Extracted text:
________________________________________

Both Vanguard and Blackrock have great products for the do-it-yourself financial advisor.  They have products for all.  BYOFA's focus is on their low-cost, broad-market, passively-managed products.  These products suit the novice who has neither the time nor inclination to become a skilled investor.  The only reason we highlight these products is low cost.  We would replace our recommendations with lower costing broad market investment vehicles if they are offered.  I doubt this will happen.  Cost can go only so low.

ETF Education - before we look at the products, a little ETF education is required.

Here is what an ETF is.  And here.  You can learn everything you need to know about the products and the companies offering the products through the links.  Let Sal explain the difference between a mutual fund and an exchange traded fund.  Mutual fund.  Mutual fund 2.  ETF.

Mutual funds accommodate systematic transactions well.  An example of a systematic transaction is $100 per week to be invested into (or withdrawn from) a mutual fund.  ETFs can not do this.  This is the one distinct advantage mutual funds have on ETFs; but there are "work-arounds".

We separate investments into growth and safety investments.

________________________________________

Dataset extract:

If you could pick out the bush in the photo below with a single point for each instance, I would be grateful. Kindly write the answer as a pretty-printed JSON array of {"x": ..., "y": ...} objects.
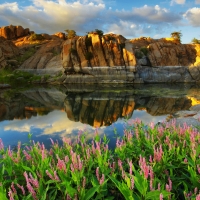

________________________________________

Your goal: Revise the ETF passage starting with "Both Vanguard and" and going on through "Mutual fund 2.  ETF.", swapping "novice" for "beginner". The listing stands apart from the ETF passage and is separate material.

Written response:
Both Vanguard and Blackrock have great products for the do-it-yourself financial advisor.  They have products for all.  BYOFA's focus is on their low-cost, broad-market, passively-managed products.  These products suit the beginner who has neither the time nor inclination to become a skilled investor.  The only reason we highlight these products is low cost.  We would replace our recommendations with lower costing broad market investment vehicles if they are offered.  I doubt this will happen.  Cost can go only so low.

ETF Education - before we look at the products, a little ETF education is required.

Here is what an ETF is.  And here.  You can learn everything you need to know about the products and the companies offering the products through the links.  Let Sal explain the difference between a mutual fund and an exchange traded fund.  Mutual fund.  Mutual fund 2.  ETF.